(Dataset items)
--- START ---
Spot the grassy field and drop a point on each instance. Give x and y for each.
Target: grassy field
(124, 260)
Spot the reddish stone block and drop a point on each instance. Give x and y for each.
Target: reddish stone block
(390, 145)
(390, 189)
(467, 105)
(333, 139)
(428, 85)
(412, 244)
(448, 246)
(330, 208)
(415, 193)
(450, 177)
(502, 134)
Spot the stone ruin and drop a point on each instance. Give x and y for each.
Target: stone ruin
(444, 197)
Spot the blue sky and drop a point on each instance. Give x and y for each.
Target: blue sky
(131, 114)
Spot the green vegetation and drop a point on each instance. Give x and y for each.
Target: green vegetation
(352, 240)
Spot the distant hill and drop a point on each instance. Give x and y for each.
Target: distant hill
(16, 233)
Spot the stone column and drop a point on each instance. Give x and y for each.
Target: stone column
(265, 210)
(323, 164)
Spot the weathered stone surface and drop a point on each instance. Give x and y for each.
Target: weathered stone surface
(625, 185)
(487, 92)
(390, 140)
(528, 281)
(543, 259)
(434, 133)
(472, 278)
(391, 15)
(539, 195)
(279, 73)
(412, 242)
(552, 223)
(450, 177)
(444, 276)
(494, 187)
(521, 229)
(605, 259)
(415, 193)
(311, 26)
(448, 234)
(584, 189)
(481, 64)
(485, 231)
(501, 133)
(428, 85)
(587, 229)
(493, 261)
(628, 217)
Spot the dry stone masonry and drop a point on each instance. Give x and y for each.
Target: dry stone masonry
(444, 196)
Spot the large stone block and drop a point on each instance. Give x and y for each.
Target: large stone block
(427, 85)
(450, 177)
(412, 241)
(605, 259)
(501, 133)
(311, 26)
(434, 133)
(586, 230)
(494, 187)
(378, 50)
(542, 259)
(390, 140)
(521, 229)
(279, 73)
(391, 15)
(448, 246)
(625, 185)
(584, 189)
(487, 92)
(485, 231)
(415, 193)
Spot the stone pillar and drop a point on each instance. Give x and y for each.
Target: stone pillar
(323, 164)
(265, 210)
--- END ---
• EXERCISE DIRECTIONS: Only the lines above from the one with "Target: blue sky" through the one with "Spot the weathered" should be duplicated, character for character.

• RESPONSE AREA:
Target: blue sky
(131, 114)
Spot the green vegetation and drop a point on each instance. Give x and y for each.
Target: green vegetation
(352, 240)
Spot the distant hill and drop a point on each instance. Give x and y for each.
Target: distant hill
(16, 233)
Spot the stone column and drop a point on each instance. Give x and y for each.
Target: stone column
(265, 210)
(323, 164)
Spot the weathered stone surface and drop a point on each instance. Give x and y for each.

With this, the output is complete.